Excerpts from segmentation data:

>>>

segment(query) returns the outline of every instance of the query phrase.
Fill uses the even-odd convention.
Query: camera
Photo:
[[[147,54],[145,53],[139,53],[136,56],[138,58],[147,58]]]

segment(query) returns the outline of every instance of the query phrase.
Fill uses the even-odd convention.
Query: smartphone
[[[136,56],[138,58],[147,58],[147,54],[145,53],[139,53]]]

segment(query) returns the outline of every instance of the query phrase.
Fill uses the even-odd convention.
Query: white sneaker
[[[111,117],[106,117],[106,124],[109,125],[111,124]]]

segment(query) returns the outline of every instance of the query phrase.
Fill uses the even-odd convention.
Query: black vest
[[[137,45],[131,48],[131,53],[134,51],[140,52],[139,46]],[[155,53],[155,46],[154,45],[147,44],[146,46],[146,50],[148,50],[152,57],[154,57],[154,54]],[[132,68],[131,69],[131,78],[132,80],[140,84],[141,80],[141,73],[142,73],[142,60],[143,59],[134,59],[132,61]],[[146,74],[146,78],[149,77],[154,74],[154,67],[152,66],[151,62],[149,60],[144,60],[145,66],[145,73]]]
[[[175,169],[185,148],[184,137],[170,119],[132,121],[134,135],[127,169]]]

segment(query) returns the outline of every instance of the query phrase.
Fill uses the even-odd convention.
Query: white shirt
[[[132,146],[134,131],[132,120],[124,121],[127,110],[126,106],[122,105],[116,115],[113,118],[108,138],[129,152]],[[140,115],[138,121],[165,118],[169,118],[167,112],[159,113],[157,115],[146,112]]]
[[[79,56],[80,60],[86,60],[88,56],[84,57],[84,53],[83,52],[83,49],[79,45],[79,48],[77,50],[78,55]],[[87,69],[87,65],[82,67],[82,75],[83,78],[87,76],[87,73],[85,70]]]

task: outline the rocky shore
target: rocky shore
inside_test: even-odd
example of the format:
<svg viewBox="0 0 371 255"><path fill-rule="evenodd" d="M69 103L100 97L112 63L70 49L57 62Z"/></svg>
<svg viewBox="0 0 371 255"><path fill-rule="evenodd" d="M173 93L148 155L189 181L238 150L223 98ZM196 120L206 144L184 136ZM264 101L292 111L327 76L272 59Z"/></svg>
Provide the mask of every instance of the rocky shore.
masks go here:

<<<

THE PROBLEM
Rewrite all of the data above as a numbered list, leaving out the blank lines.

ANSWER BELOW
1. segment(query) returns the outline of every instance of the query phrase.
2. Fill uses the even-odd convention.
3. Query: camera
4. Photo:
5. [[[147,54],[145,53],[139,53],[136,56],[138,58],[147,58]]]
6. segment(query) returns the outline of every instance of the query phrase.
7. Fill uses the even-odd convention.
8. Query: smartphone
9. [[[136,56],[138,58],[147,58],[147,54],[145,53],[139,53]]]
10. segment(query) returns the outline of every instance of the query phrase.
11. Fill uses the even-odd convention.
12. Query: white sneaker
13. [[[111,117],[106,117],[106,124],[109,125],[111,124]]]
14. segment(query) returns the outline of every instance of the query phrase.
15. Fill uses the even-odd convention.
16. Query: black vest
17. [[[137,45],[131,48],[131,53],[134,51],[140,52],[139,46]],[[155,53],[155,46],[154,45],[147,44],[146,46],[146,50],[148,50],[152,57],[154,57],[154,54]],[[132,68],[131,69],[131,78],[132,80],[140,84],[141,80],[141,73],[142,73],[142,60],[143,59],[134,59],[132,61]],[[146,74],[146,78],[149,77],[154,74],[154,67],[152,66],[151,62],[149,60],[144,60],[145,66],[145,73]]]
18. [[[175,169],[185,148],[184,137],[170,119],[132,121],[134,135],[127,169]]]
19. segment(query) returns the outline of every instance of the query phrase.
20. Fill uses the even-odd convention.
21. Query: white shirt
22. [[[132,146],[134,131],[132,120],[124,121],[127,110],[126,106],[122,105],[116,115],[113,118],[108,138],[129,152]],[[140,115],[138,121],[165,118],[169,118],[167,112],[159,113],[157,115],[146,112]]]
23. [[[79,56],[80,60],[86,60],[88,56],[84,57],[84,53],[83,52],[83,49],[79,45],[79,48],[77,50],[78,55]],[[87,69],[87,65],[82,67],[82,75],[83,78],[87,76],[87,73],[85,70]]]
24. task: outline the rocky shore
25. target: rocky shore
26. inside_test: even-odd
27. example of the format:
28. <svg viewBox="0 0 371 255"><path fill-rule="evenodd" d="M69 103L100 97L112 63L70 49L57 62Z"/></svg>
29. <svg viewBox="0 0 371 255"><path fill-rule="evenodd" d="M173 93L148 155L189 181L238 150L223 98ZM196 120L206 144L184 136ZM264 101L292 111L327 76L272 59Z"/></svg>
30. Provide the mask of every instance of the rocky shore.
31. masks go here:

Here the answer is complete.